* **EXERCISE DESCRIPTION**:
Copy every row from the line containing "Thank you for the photograph. Please indicate the shoulder" through the end of the rows, inclusive, requests included. Add 49 to each number in the answer coordinates, and leave the request wording and its sample coordinates unchanged.

- - - -

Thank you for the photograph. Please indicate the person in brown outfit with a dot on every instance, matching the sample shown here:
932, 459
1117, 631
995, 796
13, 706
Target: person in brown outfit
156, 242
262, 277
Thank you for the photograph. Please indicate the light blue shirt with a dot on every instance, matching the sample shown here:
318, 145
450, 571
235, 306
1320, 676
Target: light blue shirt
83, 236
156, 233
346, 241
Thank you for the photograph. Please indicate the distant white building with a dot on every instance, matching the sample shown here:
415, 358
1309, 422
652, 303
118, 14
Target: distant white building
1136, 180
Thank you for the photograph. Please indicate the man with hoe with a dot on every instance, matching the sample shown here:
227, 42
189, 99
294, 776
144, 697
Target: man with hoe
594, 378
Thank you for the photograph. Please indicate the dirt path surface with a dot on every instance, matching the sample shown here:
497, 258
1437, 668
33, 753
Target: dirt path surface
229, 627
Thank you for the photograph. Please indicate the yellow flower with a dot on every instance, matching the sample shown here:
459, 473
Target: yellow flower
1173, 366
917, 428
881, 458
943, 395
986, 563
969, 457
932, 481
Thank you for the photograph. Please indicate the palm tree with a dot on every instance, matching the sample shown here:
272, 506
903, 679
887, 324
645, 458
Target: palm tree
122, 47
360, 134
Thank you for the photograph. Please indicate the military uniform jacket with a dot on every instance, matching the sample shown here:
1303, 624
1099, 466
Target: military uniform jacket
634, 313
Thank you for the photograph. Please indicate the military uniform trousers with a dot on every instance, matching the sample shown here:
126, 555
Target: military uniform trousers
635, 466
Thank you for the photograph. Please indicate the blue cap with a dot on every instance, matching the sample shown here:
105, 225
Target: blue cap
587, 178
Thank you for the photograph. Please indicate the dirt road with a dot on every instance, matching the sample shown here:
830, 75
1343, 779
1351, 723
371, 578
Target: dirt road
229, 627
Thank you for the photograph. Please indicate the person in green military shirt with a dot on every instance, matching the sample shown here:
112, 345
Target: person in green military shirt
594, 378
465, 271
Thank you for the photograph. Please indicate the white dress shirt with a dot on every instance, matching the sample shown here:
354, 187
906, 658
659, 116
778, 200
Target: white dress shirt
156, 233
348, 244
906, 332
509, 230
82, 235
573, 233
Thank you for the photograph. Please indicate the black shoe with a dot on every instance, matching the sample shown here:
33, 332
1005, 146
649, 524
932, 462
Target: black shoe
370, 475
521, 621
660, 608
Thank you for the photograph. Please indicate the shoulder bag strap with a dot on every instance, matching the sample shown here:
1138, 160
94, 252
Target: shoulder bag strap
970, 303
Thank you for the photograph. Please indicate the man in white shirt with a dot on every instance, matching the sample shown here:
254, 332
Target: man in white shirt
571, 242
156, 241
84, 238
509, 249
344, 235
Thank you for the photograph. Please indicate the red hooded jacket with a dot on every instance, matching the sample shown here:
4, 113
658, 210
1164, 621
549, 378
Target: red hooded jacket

- - - -

* **RESULT FOR THIS EXERCISE**:
Thank you for the photograph. Please indicate the shoulder bag strap with a dot on every instance, matching the sample shown here:
1138, 160
94, 252
Target: shoulder bag strap
1019, 352
Thank you for the photograph. Please indicate the man in white shirt with a dot on every instance, matching the sample shown here:
254, 332
Target: man in white shirt
620, 291
205, 290
133, 287
558, 298
393, 284
Thank you for the photograph. Please indicate the red hooded jacket with a dot on every instance, matching the sample shown here:
4, 113
658, 210
1164, 621
549, 378
Target: red hooded jacket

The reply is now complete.